::: Textauszug
Gestern wussten wir noch nicht, was das Wort „resilient“ bedeutet, heute müssen wir es sein! Dabei geistert es schon seit einem guten halben Jahrhundert durch psychologische und soziologische Studien – meist über die erstaunliche Anpassungsfähigkeit von Kleinkindern, die sich trotz widrigster Umgebungseinflüsse zu positiv denkenden und handelnden Erwachsenen entwickeln.
Mit Blick auf die Herausforderungen während der Corona-Pandemie und erst recht im eben zu Ende gegangenen Kriegsjahr 2022 haben wir den Begriff auf Unternehmen angewandt, die sich den Krisen gegenüber anpassungsfähig und zukunftsgewandt erweisen müssen. Dabei haben viele Kommentatoren – auch in diesen Bonnblogs – wirtschaftliche Resilienz mit digitaler Transformation gleichgesetzt. Nach Studien beispielsweise des Hightech-Verbands Bitkom wird immer wieder festgestellt, dass digitale Vorreiterfirmen schneller Krisenfolgen abschütteln können als jene Betriebe, die im Analogen zurückbleiben.
::::::
::: Angaben
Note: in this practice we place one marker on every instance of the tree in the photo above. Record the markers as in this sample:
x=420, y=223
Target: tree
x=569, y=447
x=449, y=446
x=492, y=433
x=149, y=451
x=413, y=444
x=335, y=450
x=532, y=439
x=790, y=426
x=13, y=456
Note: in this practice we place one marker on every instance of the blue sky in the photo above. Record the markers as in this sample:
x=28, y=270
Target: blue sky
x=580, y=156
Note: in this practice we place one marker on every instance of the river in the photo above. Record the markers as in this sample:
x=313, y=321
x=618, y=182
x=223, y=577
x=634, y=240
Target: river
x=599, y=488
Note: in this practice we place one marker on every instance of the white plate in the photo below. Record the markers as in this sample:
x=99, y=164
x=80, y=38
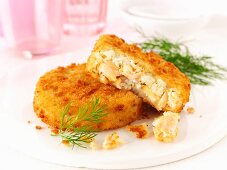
::::::
Arbeitsaufträge →
**1)** Seit wie langer Zeit taucht das Wort „resilient“ laut dem Textauszug in psychologischen und soziologischen Studien auf?
**2)** Erkläre mithilfe des Textauszugs, warum der Begriff „resilient“ auf Unternehmen angewandt wurde.

Lösungen →
**1)** Seit einem guten halben Jahrhundert.

**2)** Der Begriff wurde mit Blick auf die Herausforderungen der Corona-Pandemie und des Kriegsjahres 2022 auf Unternehmen übertragen. Diese müssen sich den Krisen gegenüber anpassungsfähig und zukunftsgewandt erweisen.